▸ DOCUMENTO FUENTE:
"""
La libertad de prensa debe alcanzar para controlar lo que hacen nuestros gobernantes, de modo que se generen ciertos equilibrios de poder.
lasillarota.com
¿Qué
pasaría en México si un caricaturista decidiera mofarse de la Virgen de
Guadalupe mediante una viñeta sexualmente explícita? ¿Qué sucedería con
un dibujante que en Alemania se riera de los millones de judíos
asesinados en el holocausto producido por la locura nazi? ¿Qué tanta
tolerancia habría en Estados Unidos para un cómico que hiciera chistes
burlándose de los afroamericanos?
Todas esas preguntas y muchas otras similares que se podrían hacer
nos interrogan sobre la libertad de expresión y sus límites, sobre lo
que es admisible o no admisible en el seno de sociedades plurales y
democráticas, sobre lo que tenemos derecho a leer, ver y escuchar. En
México se trata de un tema que ha sido poco atendido y sobre el que no
abundan las referencias académicas y jurisprudenciales, pero que tiene
una relevancia enorme.
Los atentados en contra de la revista Charlie Hebdo son
inadmisibles. Sus perpetradores eran unos viles asesinos, fanáticos y
extremistas cuyos actos no tienen justificación posible. Nunca, bajo
ninguna circunstancia, se puede hacer frente al ejercicio de una
libertad expresiva mediante la violencia de las balas. Jamás.
"""
▸ DATOS RECOPILADOS:
"""
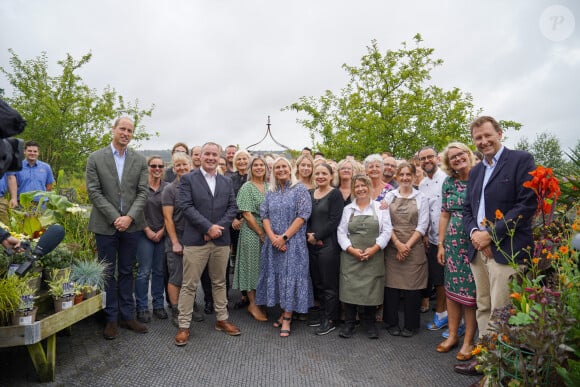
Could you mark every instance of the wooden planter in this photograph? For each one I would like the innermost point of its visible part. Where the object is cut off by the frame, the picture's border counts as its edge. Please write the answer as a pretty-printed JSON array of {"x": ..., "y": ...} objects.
[{"x": 31, "y": 335}]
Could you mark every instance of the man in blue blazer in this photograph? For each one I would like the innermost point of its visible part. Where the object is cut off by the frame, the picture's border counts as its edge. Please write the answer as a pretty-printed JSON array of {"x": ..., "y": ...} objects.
"""
▸ TAREAS DEL EJERCICIO:
a – Transcriba del artículo sobre la libertad de expresión todo lo que va desde "La libertad de prensa" hasta "de los afroamericanos?".
b – Enumere todos los países que se mencionan en el artículo sobre la libertad de expresión.
Las líneas no guardan relación alguna con el artículo.

▸ RESPUESTAS POR TAREA:
a –
La libertad de prensa debe alcanzar para controlar lo que hacen nuestros gobernantes, de modo que se generen ciertos equilibrios de poder.
lasillarota.com
¿Qué
pasaría en México si un caricaturista decidiera mofarse de la Virgen de
Guadalupe mediante una viñeta sexualmente explícita? ¿Qué sucedería con
un dibujante que en Alemania se riera de los millones de judíos
asesinados en el holocausto producido por la locura nazi? ¿Qué tanta
tolerancia habría en Estados Unidos para un cómico que hiciera chistes
burlándose de los afroamericanos?

b – México, Alemania, Estados Unidos